Call for Submissions: ICML Workshop “Climate Change: How Can AI Help? - mponnapati
http://www.climatechange.ai
======
mponnapati
We invite submission of extended abstracts applying machine learning to the
problems of climate change. There will be three tracks (Deployed, Research,
and Ideas).

Date: June 14 or 15, 2019

Location: Long Beach, California, USA

Website: www.climatechange.ai

Submission deadline: April 30, 11:59 PM Pacific Time

Notification: May 15 (early notification possible upon request)

Submission website:
[https://cmt3.research.microsoft.com/CCAI2019](https://cmt3.research.microsoft.com/CCAI2019)

Contact: climatechangeai.icml2019@gmail.com

Summary

\-------------

Climate change is widely agreed to be one of the greatest challenges facing
humanity. We already observe increased incidence and severity of storms,
droughts, fires, and flooding, as well as significant changes to global
ecosystems, including the natural resources and agriculture on which humanity
depends. The 2018 UN report on climate change estimates that the world has
only thirty years to eliminate greenhouse emissions completely if we are to
avoid catastrophic consequences.

> **Exercise task A**:
Translate this sentence from the workshop call into Spanish: "Climate change is widely agreed to be one of the greatest challenges facing humanity."

> **Raw data**:
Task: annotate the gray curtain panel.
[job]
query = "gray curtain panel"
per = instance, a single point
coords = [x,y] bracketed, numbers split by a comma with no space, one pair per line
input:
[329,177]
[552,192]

> **Exercise task B**:
Print every one of the rows above again, character for character, with nothing altered.

> **Written reply A**:
Existe un amplio consenso en que el cambio climático es uno de los mayores desafíos que enfrenta la humanidad.

> **Written reply B**:
Task: annotate the gray curtain panel.
[job]
query = "gray curtain panel"
per = instance, a single point
coords = [x,y] bracketed, numbers split by a comma with no space, one pair per line
input:
[329,177]
[552,192]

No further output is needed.